> **SHORT EXERCISE A**
Summarize the text on updating a matrix inverse in two sentences.
•••
Faster way to peform rank-1 update to matrix inverse

I want to update a matrix inverse using the Sherman-Morrison formula

(A + uv’)^-1 = A^-1 - (A^-1 uv’ A^-1)/(1 + v’A^-1u)

for a large non-sparse matrix inside a loop (a coordinate descent algorithm). Here is a minimum working example for the best code I can find

#mwe rank-1 update

using LinearAlgebra, BenchmarkTools

A  = [[1,2] [3,4]]
A_inv = inv(A)
# want to update col 1 to [4,6]
v = [0.0, 1.0]
u = [1,2]
w = Vector{Float64}(undef, 2) 
z = Vector{Float64}(undef, 2) 

function update_sm!(Λ::AbstractMatrix{<:Real}, u::AbstractVector{<:Real}, v::AbstractVector{<:Real},
    w::AbstractVector{<:Real}, z::AbstractVector{<:Real})

    # performant way of doing Sherman-Morrison update
    # Λ[= Λ - Λ * u*v'Λ ./ (1 .+ v'*Λ * u)
    n = size(Λ, 1)
    @assert size(Λ, 2) == n
    @assert length(u) == n && length(v) == n
    @assert length(w) == n && length(z) == n

    # Step 2: compute w = Λ * u
    mul!(w, Λ, u) # this is faster than the previous version

    # Step 1: compute tmp1, but re-using step 2
    denom = 1.0 + dot(v, w)
•••
> **SHORT EXERCISE B**
Reproduce the records below line for line, leaving out the picture.

[Recorded data]
•••
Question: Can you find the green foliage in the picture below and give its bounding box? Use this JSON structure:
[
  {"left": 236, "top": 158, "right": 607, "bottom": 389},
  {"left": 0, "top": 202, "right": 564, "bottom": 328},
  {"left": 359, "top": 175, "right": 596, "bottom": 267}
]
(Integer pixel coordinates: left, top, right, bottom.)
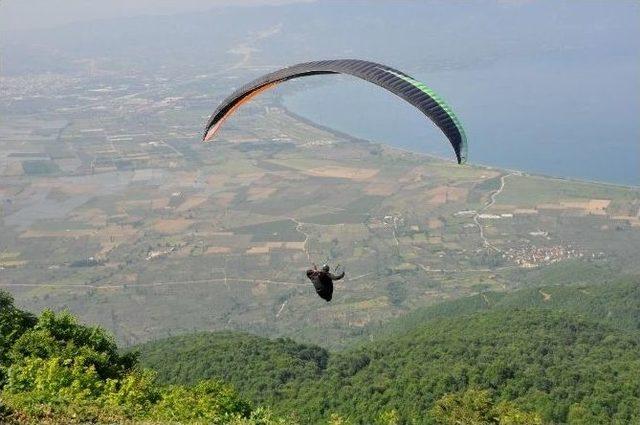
•••
> **EXERCISE ANSWER A**
The writer wants to update the inverse of a large non-sparse matrix inside a coordinate descent loop using the Sherman-Morrison formula. A minimum working example defines an in-place update function that checks the dimensions of its inputs, computes w = Λ * u with mul! (noted as faster than the previous version), and reuses that result to form the denominator 1 + dot(v, w).

> **EXERCISE ANSWER B**
Question: Can you find the green foliage in the picture below and give its bounding box? Use this JSON structure:
[
  {"left": 236, "top": 158, "right": 607, "bottom": 389},
  {"left": 0, "top": 202, "right": 564, "bottom": 328},
  {"left": 359, "top": 175, "right": 596, "bottom": 267}
]
(Integer pixel coordinates: left, top, right, bottom.)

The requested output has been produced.